───── TEXTO FORNECIDO

Acórdão nº 296/17.9T8FAR.E1.S1 de Supremo Tribunal de Justiça (Portugal), 06 de Março de 2019

Magistrado ResponsávelANTÓNIO LEONES DANTAS
Data da Resolução06 de Março de 2019
EmissorSupremo Tribunal de Justiça (Portugal)

Acordam na Secção Social do Supremo Tribunal de Justiça: I AA, BB e CC vieram impugnar judicialmente a regularidade e licitude do despedimento de que foram objeto, promovido pela Ré - DD, SA.

Realizada a audiência de partes, não chegaram as mesmas a acordo e, notificada a Ré para motivar o despedimento, veio alegar que, no dia 24 de março de 2016, os AA., na sequência de plenário de trabalhadores, procederam à divulgação pelos clientes, utentes da praia e auditores do hotel, de um comunicado redigido em português e em inglês, no qual a acusavam de precarização das condições de trabalho por recurso ao trabalho temporário pago com baixos salários e estagiários em substituição de trabalhadores, aumento da repressão, não atualização de salários e não pagamento do trabalho suplementar prestado, o que não corresponde à verdade.

──────────
───── ENTRADAS DE DADOS

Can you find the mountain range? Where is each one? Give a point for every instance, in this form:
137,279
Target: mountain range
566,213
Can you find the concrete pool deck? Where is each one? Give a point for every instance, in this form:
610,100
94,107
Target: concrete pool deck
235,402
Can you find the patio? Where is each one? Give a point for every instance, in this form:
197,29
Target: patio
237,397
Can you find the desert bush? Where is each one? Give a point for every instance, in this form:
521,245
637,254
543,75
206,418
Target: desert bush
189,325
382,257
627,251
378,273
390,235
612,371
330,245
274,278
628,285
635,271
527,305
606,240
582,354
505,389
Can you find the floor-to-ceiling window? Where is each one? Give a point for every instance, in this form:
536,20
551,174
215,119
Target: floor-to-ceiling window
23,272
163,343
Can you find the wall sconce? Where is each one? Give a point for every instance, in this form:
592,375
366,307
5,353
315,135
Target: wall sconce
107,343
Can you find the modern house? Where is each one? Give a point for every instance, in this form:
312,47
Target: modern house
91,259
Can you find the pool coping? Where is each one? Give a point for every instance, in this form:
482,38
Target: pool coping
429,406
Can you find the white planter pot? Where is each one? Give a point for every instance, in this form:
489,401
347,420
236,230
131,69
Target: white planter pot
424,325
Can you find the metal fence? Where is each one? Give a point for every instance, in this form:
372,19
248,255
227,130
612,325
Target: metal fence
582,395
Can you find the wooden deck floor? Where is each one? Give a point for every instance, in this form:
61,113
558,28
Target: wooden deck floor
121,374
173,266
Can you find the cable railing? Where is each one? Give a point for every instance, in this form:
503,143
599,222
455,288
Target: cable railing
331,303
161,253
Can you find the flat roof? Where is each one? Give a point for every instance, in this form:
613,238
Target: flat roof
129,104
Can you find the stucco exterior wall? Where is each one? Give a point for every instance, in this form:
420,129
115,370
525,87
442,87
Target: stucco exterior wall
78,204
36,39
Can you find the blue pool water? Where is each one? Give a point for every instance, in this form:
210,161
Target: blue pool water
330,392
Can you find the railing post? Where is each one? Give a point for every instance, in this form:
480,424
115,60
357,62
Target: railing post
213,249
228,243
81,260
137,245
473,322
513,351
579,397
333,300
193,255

──────────

● TAREFAS DO EXERCÍCIO
a. Reescreva o trecho do acórdão que começa em "Magistrado ResponsávelANTÓNIO LEONES" e termina em "Ré - DD, SA.", trocando "Secção Social" por "Secção Cível".
b. Responda às perguntas abaixo com base no acórdão.
(i) Quem é o magistrado responsável pelo acórdão?
(ii) Segundo a Ré, em que dia os autores divulgaram o comunicado?
(iii) Em que línguas estava redigido o comunicado?
c. Prossiga a redação do acórdão do Supremo Tribunal de Justiça a partir do ponto em que o texto termina.

● RESPOSTAS DO EXERCÍCIO
a.
Magistrado ResponsávelANTÓNIO LEONES DANTAS
Data da Resolução06 de Março de 2019
EmissorSupremo Tribunal de Justiça (Portugal)

Acordam na Secção Cível do Supremo Tribunal de Justiça: I AA, BB e CC vieram impugnar judicialmente a regularidade e licitude do despedimento de que foram objeto, promovido pela Ré - DD, SA.

b.
(i) ANTÓNIO LEONES DANTAS.
(ii) Em 24 de março de 2016.
(iii) Em português e em inglês.

c.
Acrescentou que a convocatória do plenário foi efetuada, em nome próprio por três delegados sindicais, entre os quais os dois autores masculinos e outro que integrava a comissão sindical, que extrapolaram as respetivas atribuições porquanto a legitimidade para proceder a tal convocatória pertencia à comissão sindical e que instruído o processo disciplinar, de acordo com as formalidades legais que elencou, decidiu-se a R. pela decisão de despedimento com justa causa dos AA. por entender que a relação de confiança e lealdade se quebrou em virtude dos comportamentos ofensivos, desprimorosos e difamatórios de que entende ter sido alvo.

Os AA. responderam alegando, em síntese, que a convocatória do plenário foi subscrita pelos três elementos que integravam a comissão sindical, que o conteúdo do comunicado que foi posto à votação no mesmo era o resultado do debatido em plenários anteriores, pelo que a sua entrega pelos AA. foi-o no âmbito da sua atividade sindical e ao abrigo da liberdade de expressão, motivo porque a decisão é ilícita.

Afirmam ainda que se se reconhecer que praticaram infração disciplinar, a decisão de despedimento é desproporcionada, atendendo também à sua antiguidade e ausência de antecedentes disciplinares sendo, por isso, ilícita.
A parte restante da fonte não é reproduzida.